■ **Request**
Rewrite the records below as a Markdown table with the columns Row and Line, starting at the line that contains "Could you please point to the orange" and continuing through the end of the records. Number each line in Row and leave out any blank lines.

■ **Supplied material**
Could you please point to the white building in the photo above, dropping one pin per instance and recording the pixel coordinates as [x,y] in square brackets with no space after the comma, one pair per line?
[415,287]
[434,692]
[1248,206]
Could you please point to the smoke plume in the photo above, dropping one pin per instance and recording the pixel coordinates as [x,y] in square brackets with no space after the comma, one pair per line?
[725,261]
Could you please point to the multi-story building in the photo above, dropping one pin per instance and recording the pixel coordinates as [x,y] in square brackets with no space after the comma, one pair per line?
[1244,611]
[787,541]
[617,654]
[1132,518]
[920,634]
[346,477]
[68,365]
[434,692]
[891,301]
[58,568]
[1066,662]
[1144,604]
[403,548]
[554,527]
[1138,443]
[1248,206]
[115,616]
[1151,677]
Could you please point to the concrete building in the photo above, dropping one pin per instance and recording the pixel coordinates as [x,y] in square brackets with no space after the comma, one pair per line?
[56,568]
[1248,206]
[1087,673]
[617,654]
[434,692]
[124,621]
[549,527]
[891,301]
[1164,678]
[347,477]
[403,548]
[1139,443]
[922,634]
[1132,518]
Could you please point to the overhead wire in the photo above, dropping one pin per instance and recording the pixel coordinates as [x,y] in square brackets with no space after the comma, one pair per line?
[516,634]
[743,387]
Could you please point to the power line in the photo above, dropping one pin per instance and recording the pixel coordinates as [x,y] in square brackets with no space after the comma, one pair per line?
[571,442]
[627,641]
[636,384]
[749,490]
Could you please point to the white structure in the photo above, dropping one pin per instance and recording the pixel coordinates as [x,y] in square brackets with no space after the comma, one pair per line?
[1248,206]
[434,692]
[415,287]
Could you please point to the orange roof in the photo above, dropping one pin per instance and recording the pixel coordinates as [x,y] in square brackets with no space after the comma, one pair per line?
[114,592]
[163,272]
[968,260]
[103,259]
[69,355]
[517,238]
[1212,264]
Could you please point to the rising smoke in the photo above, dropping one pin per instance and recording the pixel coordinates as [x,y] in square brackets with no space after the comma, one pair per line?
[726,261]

■ **Answer in full**
| Row | Line |
|---|---|
| 1 | Could you please point to the orange roof in the photo above, dropping one pin per instance and recording the pixel coordinates as [x,y] in square brackets with no space after the comma, one pair per line? |
| 2 | [114,592] |
| 3 | [163,272] |
| 4 | [968,260] |
| 5 | [103,259] |
| 6 | [69,355] |
| 7 | [517,238] |
| 8 | [1212,264] |
| 9 | Could you please point to the rising smoke in the photo above, dropping one pin per instance and recording the pixel coordinates as [x,y] in square brackets with no space after the comma, one pair per line? |
| 10 | [726,261] |